Text section:
----------
Long awaited mental health parity regulations have been released outlining how employers can provide benefits at parity for mental health and substance use disorders (MH/SUD) if they offer them. Interim final rules regarding implementing the provisions of the Mental Health Parity and Addiction Equity Act of 2008 (MHPAEA) generally apply to group health plans for plan years beginning on or after July 1, 2010 (January 1, 2011 for calendar-year plans), with a special effective date for certain collectively bargained plans. The agencies will take into account good faith efforts to comply with a reasonable interpretation of the MHPAEA in the case of violations occurring before the regulations apply.
Summary of the MHPAEA
Requires group health plans and health insurance issuers to ensure that financial requirements (such as co-pays, deductibles) and treatment limitations (such as visit limits) applicable to MH/SUD benefits are no more restrictive than the predominant requirements or limitations applied to substantially all medical/surgical benefits.
Applies to plans sponsored by private and public sector employers with more than 50 employees, including self-insured as well as fully insured arrangements.
MHPAEA supplements prior provisions under the Mental Health Parity Act of 1996 (MHPA), which required parity with respect to aggregate lifetime and annual dollar limits for mental health benefits. Regulations under MHPA were issues in 1997. The MHPAEA interim final rule amends and modifies certain provisions in the MHPA regulations.
Although MHPAEA provides significant new protections to participants in group health plans, it is important to note that MHPAEA does not mandate that a plan provide MH/SUD benefits. Rather, if a plan provides medical/surgical and MH/SUD benefits, it must comply with the MHPAEA's parity provisions.
MHPAEA Continues and Expands MHPA
MHPA required parity with respect to aggregate lifetime and annual dollar limits, but did not apply to substance use disorder benefits. MHPAEA continued the MHPA parity rules as to limits for mental health benefits, and amended them to extend to substance use disorder benefits.
----------
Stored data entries
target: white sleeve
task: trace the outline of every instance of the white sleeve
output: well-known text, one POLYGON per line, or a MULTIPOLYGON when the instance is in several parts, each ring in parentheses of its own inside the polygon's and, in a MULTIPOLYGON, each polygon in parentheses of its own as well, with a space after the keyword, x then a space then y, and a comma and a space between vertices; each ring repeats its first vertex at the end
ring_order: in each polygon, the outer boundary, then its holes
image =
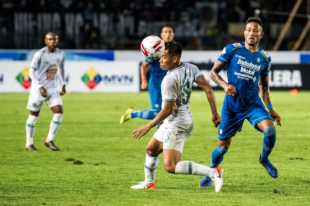
POLYGON ((66 82, 64 80, 64 68, 62 65, 59 66, 59 73, 58 73, 58 76, 60 79, 60 81, 61 82, 61 84, 65 85, 66 84, 66 82))
POLYGON ((31 81, 33 83, 37 84, 40 84, 40 83, 39 81, 39 79, 36 75, 36 70, 32 67, 30 67, 29 69, 29 77, 31 79, 31 81))
POLYGON ((61 62, 60 62, 60 65, 59 65, 59 73, 58 73, 58 76, 60 79, 60 81, 61 82, 61 84, 63 85, 65 85, 66 84, 66 82, 64 79, 64 57, 61 62))

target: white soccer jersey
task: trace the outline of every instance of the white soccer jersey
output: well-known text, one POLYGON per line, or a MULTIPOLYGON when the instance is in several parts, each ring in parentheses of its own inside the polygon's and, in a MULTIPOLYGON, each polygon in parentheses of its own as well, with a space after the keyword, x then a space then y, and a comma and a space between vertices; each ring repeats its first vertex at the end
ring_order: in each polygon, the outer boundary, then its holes
POLYGON ((165 101, 175 101, 173 112, 164 121, 174 125, 189 124, 193 118, 189 111, 189 99, 193 83, 203 76, 198 67, 193 64, 181 63, 169 70, 162 82, 162 108, 165 101))
POLYGON ((30 92, 39 93, 39 89, 41 87, 45 88, 48 93, 55 90, 58 72, 61 83, 65 84, 64 65, 64 53, 58 49, 51 52, 46 46, 36 52, 30 67, 36 70, 38 82, 32 80, 30 92))

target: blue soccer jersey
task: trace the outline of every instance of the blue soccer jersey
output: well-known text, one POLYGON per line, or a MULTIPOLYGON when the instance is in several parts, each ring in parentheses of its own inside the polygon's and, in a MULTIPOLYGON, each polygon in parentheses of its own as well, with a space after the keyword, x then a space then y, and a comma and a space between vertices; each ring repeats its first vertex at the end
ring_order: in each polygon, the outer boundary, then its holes
POLYGON ((167 71, 163 70, 160 67, 160 58, 152 60, 145 59, 145 61, 150 65, 150 79, 148 88, 150 89, 161 90, 161 85, 164 77, 167 74, 167 71))
POLYGON ((228 64, 228 83, 235 86, 237 92, 234 96, 225 95, 223 109, 242 112, 257 101, 261 103, 258 82, 260 75, 268 76, 271 62, 268 54, 259 47, 251 52, 243 42, 224 47, 218 60, 228 64))

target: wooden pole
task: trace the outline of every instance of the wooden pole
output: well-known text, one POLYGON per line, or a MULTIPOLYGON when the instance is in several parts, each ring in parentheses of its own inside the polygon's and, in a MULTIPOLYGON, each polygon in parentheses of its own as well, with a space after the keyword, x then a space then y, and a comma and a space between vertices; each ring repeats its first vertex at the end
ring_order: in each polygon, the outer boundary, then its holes
POLYGON ((295 43, 294 47, 292 49, 292 51, 296 51, 299 48, 299 46, 301 44, 301 42, 303 40, 305 36, 306 36, 306 35, 309 29, 310 29, 310 19, 308 20, 307 24, 306 24, 305 28, 303 28, 302 32, 300 34, 300 36, 299 36, 298 40, 297 40, 297 41, 295 43))
POLYGON ((297 1, 296 2, 296 3, 295 4, 295 6, 294 6, 294 7, 293 9, 292 12, 291 13, 290 15, 290 16, 289 17, 289 18, 287 19, 287 20, 284 25, 283 29, 282 29, 280 35, 278 38, 277 41, 276 42, 276 44, 275 44, 273 46, 273 48, 272 49, 273 51, 277 51, 279 49, 279 47, 280 46, 280 45, 281 44, 281 43, 282 42, 283 39, 284 37, 284 36, 285 36, 286 33, 287 32, 287 30, 290 27, 290 26, 292 23, 292 21, 293 21, 293 19, 294 19, 294 17, 295 16, 296 14, 296 12, 299 8, 299 7, 300 6, 300 4, 301 3, 301 2, 303 0, 297 0, 297 1))

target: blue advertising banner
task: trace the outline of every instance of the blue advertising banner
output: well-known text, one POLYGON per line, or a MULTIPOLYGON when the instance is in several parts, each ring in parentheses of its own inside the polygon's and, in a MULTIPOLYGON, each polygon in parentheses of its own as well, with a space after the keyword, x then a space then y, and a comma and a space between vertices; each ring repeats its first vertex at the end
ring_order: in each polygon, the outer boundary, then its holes
MULTIPOLYGON (((0 50, 0 61, 31 61, 38 50, 0 50)), ((66 61, 113 61, 113 51, 66 50, 64 52, 66 61)))

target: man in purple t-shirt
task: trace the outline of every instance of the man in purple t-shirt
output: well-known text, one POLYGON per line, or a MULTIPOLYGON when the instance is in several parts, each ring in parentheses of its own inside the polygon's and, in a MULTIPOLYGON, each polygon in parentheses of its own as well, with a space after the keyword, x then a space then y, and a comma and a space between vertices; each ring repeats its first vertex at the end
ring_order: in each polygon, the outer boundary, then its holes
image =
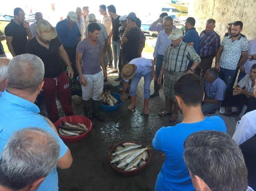
POLYGON ((82 86, 84 115, 89 119, 94 117, 103 121, 104 118, 99 114, 99 108, 103 91, 103 75, 107 77, 107 72, 100 52, 101 43, 98 39, 101 28, 96 23, 92 23, 88 25, 88 36, 77 45, 76 68, 82 86), (89 108, 91 99, 92 99, 92 115, 89 108))

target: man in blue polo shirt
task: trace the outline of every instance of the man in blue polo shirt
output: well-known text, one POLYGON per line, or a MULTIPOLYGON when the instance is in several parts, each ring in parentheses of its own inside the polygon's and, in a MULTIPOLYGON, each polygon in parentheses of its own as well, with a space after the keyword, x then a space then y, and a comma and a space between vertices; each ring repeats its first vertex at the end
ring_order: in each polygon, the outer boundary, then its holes
MULTIPOLYGON (((66 19, 59 22, 56 25, 56 30, 62 44, 71 62, 74 71, 74 77, 78 76, 75 66, 75 54, 77 44, 81 41, 81 35, 76 22, 77 16, 73 11, 68 12, 66 19)), ((64 70, 67 66, 63 65, 64 70)))
MULTIPOLYGON (((44 85, 44 72, 43 61, 32 54, 17 56, 9 63, 7 89, 0 97, 0 155, 14 132, 27 127, 37 127, 51 133, 58 140, 60 152, 57 166, 67 168, 72 161, 70 151, 60 138, 54 125, 38 114, 39 109, 34 103, 44 85)), ((37 191, 58 190, 55 167, 37 191)))
POLYGON ((174 84, 175 99, 183 120, 173 126, 162 127, 153 139, 154 148, 163 152, 166 156, 157 176, 155 191, 194 191, 183 157, 185 140, 196 131, 226 131, 224 121, 220 117, 205 117, 202 112, 203 86, 202 80, 192 73, 182 75, 174 84))

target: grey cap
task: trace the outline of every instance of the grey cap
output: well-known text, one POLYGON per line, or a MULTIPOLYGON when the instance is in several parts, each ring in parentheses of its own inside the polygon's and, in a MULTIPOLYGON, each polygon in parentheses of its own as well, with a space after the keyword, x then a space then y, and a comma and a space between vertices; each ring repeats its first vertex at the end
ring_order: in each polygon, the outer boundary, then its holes
POLYGON ((127 16, 127 18, 134 21, 136 21, 136 20, 137 19, 137 17, 136 17, 136 14, 135 14, 135 13, 133 13, 133 12, 131 12, 129 13, 128 16, 127 16))

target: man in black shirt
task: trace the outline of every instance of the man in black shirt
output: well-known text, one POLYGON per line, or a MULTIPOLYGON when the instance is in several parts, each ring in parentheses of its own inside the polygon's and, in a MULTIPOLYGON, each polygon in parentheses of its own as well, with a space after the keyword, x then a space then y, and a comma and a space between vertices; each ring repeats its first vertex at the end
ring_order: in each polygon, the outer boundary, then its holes
POLYGON ((25 46, 28 41, 27 36, 32 38, 32 33, 29 24, 25 21, 25 13, 19 7, 14 11, 14 19, 4 29, 8 48, 13 57, 25 53, 25 46))
POLYGON ((72 78, 74 72, 57 32, 49 22, 44 20, 40 21, 36 31, 37 35, 28 42, 26 52, 38 56, 44 63, 45 83, 43 95, 48 116, 54 122, 59 119, 56 103, 57 91, 65 115, 73 115, 71 91, 68 79, 63 69, 62 58, 68 67, 68 77, 72 78))

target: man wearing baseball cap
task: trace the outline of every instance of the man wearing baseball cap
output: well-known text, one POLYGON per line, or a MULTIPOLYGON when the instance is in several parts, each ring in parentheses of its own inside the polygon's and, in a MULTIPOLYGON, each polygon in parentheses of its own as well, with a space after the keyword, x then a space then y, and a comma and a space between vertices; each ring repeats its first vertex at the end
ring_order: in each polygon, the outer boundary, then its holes
POLYGON ((26 53, 38 56, 44 63, 45 83, 43 95, 48 115, 51 120, 54 122, 59 119, 56 102, 57 91, 65 115, 67 116, 74 115, 71 91, 68 79, 63 69, 62 60, 68 67, 69 77, 73 77, 74 72, 57 32, 51 24, 46 20, 40 20, 35 30, 37 35, 28 41, 25 51, 26 53))
MULTIPOLYGON (((61 40, 63 47, 71 62, 74 70, 74 77, 78 76, 75 67, 75 54, 77 43, 81 41, 81 35, 77 25, 77 16, 73 11, 68 12, 66 19, 59 22, 56 25, 58 36, 61 40)), ((64 70, 66 69, 64 66, 64 70)))
POLYGON ((164 61, 157 80, 161 84, 163 76, 165 74, 164 92, 165 96, 165 110, 159 113, 160 116, 171 115, 170 121, 175 121, 178 117, 179 109, 175 102, 173 87, 174 82, 182 75, 186 73, 192 73, 201 62, 199 56, 193 47, 182 41, 183 33, 179 28, 173 29, 169 38, 172 44, 165 51, 164 61), (190 68, 188 66, 190 59, 193 61, 190 68), (174 105, 173 112, 172 108, 174 105))

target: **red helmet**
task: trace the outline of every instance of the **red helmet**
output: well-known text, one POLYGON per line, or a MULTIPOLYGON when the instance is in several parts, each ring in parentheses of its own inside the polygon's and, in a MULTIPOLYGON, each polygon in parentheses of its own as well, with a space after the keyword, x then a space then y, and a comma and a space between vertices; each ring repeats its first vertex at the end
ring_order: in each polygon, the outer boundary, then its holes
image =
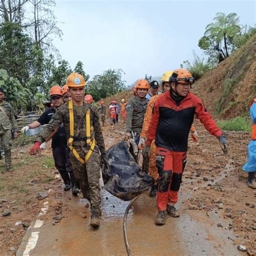
POLYGON ((84 96, 84 100, 87 103, 92 103, 92 102, 93 101, 92 96, 90 94, 87 94, 84 96))

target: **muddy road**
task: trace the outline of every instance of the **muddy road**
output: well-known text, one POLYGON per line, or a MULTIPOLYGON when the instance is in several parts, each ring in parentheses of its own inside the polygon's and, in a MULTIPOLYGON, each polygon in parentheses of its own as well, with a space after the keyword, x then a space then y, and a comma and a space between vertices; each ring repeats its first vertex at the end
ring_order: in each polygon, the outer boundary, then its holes
MULTIPOLYGON (((181 216, 168 217, 165 225, 156 226, 156 199, 149 191, 140 196, 127 218, 133 255, 239 255, 245 253, 237 248, 240 244, 255 253, 256 193, 247 187, 241 169, 249 136, 228 135, 230 151, 224 156, 217 140, 205 137, 207 132, 196 124, 201 138, 199 143, 190 142, 177 205, 181 216)), ((107 147, 121 139, 123 131, 122 124, 114 131, 104 128, 107 147)), ((0 178, 0 184, 4 183, 0 199, 7 200, 0 201, 0 209, 11 212, 0 217, 0 255, 126 255, 123 218, 129 202, 103 190, 101 225, 93 229, 87 200, 63 191, 50 149, 35 160, 26 156, 29 147, 14 149, 15 171, 3 172, 0 178), (23 186, 16 184, 16 174, 23 186), (14 187, 12 180, 18 191, 8 188, 14 187), (39 191, 47 197, 37 199, 39 191), (18 221, 22 224, 16 225, 18 221)))

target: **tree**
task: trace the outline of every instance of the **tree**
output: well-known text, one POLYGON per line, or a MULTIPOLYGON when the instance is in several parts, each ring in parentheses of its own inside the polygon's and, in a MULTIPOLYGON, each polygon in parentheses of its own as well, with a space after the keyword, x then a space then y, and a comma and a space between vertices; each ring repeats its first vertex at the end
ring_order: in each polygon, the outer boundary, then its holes
POLYGON ((200 59, 194 51, 193 51, 193 55, 194 60, 192 63, 188 60, 184 61, 180 65, 180 68, 187 69, 191 73, 193 77, 196 80, 198 80, 213 66, 209 63, 205 62, 203 58, 200 59))
POLYGON ((87 83, 86 94, 91 95, 97 101, 121 92, 125 88, 125 81, 122 79, 122 74, 124 73, 122 69, 109 69, 103 75, 95 76, 87 83))
POLYGON ((57 26, 56 18, 52 10, 54 0, 29 0, 33 8, 33 18, 28 28, 33 35, 35 42, 46 51, 57 49, 52 45, 51 36, 61 37, 63 33, 57 26))
POLYGON ((7 102, 18 109, 27 106, 29 90, 23 86, 17 78, 10 77, 4 69, 0 69, 0 87, 4 92, 7 102))
POLYGON ((64 85, 66 83, 66 78, 72 72, 69 63, 66 60, 59 60, 58 64, 59 65, 57 67, 53 66, 51 68, 51 75, 48 81, 48 87, 55 84, 64 85))
POLYGON ((84 64, 80 61, 77 62, 76 66, 74 69, 74 72, 76 73, 78 73, 84 78, 85 82, 87 82, 90 78, 90 76, 89 75, 86 75, 85 72, 84 70, 84 64))
POLYGON ((234 50, 234 38, 241 32, 239 18, 234 12, 227 15, 216 14, 215 22, 208 24, 198 46, 219 62, 227 58, 234 50))

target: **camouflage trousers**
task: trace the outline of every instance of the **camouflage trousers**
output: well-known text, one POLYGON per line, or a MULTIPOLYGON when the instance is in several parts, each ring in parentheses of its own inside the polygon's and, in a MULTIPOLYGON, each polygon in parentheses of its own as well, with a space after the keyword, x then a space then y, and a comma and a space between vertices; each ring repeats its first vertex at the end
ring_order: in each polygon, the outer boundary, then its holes
POLYGON ((11 134, 10 130, 0 129, 0 139, 4 151, 4 159, 6 167, 11 165, 11 134))
MULTIPOLYGON (((80 157, 84 159, 84 154, 79 154, 80 157)), ((92 210, 99 210, 102 199, 99 185, 100 164, 98 149, 96 147, 84 164, 81 164, 72 152, 70 152, 70 160, 75 177, 79 183, 84 197, 91 201, 92 210)))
----------
Task item A: According to the mental health parity article, on what date do the interim final rules generally begin to apply for calendar-year plans?
Task item B: Please resume the mental health parity article, starting right after its last sentence.

Your response A: January 1, 2011

Your response B:
Therefore, plans and issuers that offer substance use disorder benefits subject to aggregate lifetime and annual dollar limits must comply with the MHPAEA's parity provisions.
The regulations demonstrate how the expanded rules apply, and update certain defined terms and examples as necessary.
Additional MHPAEA Protections Relating to Financial Requirements
Under MHPAEA, if a plan or issuer that offers medical/surgical and MH/SUD benefits imposes "financial requirements" (such as deductibles, copayments, coinsurance and out of pocket limitations), the financial requirements applicable to MH/SUD benefits can be no more restrictive than the "predominant" financial requirements applied to "substantially all" medical/surgical benefits.
The regulations provide that the "predominant/substantially all" test applies to six classifications of benefits on a classification-by-classification basis. The regulation also includes other rules and definitions that are necessary in order for plans, issuers and their advisers to apply this general parity test.
Additional MHPAEA Protections Relating to Treatment Limitation
MHPAEA also provides similar protections for treatment limitations. "Treatment limitations" mean limits on the frequency of treatment, number of visits, days of coverage, or other similar limits on the scope or duration of treatment.
The regulation clarifies that there may be both quantitative and non-quantitative treatment limitations, and provides rules for each. Since they are similar to financial requirements, quantitative treatment limitations are subject to the same general test as the financial requirements discussed above.
Because non-quantitative treatment limitations (such as medical management standards, formulary design, and determination of usual/customary/reasonable amounts) apply differently, the regulation includes a separate parity requirement for them.
Parity with Respect to Out of Network Benefits
If a plan or issuer that offers medical/surgical benefits on an out-of-network basis also offers MH/SUD benefits, it must offer the MH/SUD benefits on an out-of-network basis as well.
MHPAEA Availability of Plan Information Requirements
MHPAEA requires that plans make certain information available with respect to MH/SUD benefits. First, the criteria for medical necessity determinations with respect to MH/SUD benefits must be made available to any current or potential participant, beneficiary, or contracting provider upon request.
MHPAEA also provides that the reason for any denial of reimbursement or payment for services with respect to MH/SUD benefits must be made available, upon request or as otherwise required, to the participant or beneficiary.
The regulation clarifies that, for non-Federal governmental plans (which are not subject to ERISA), and health insurance coverage offered in connection with such plans, compliance with the form and manner of the ERISA claims procedure regulations for group health plans satisfies this disclosure requirement.
Exemptions from MHPAEA
MHPAEA retains the exemption for small employers contained in MHPA. MHPAEA modified the exemption contained in MHPA based on increased cost in several respects, which are explained in the statute.
The MHPAEA regulation updates the small employer exemption and withdraws the MHPA regulations concerning the increased cost exemption.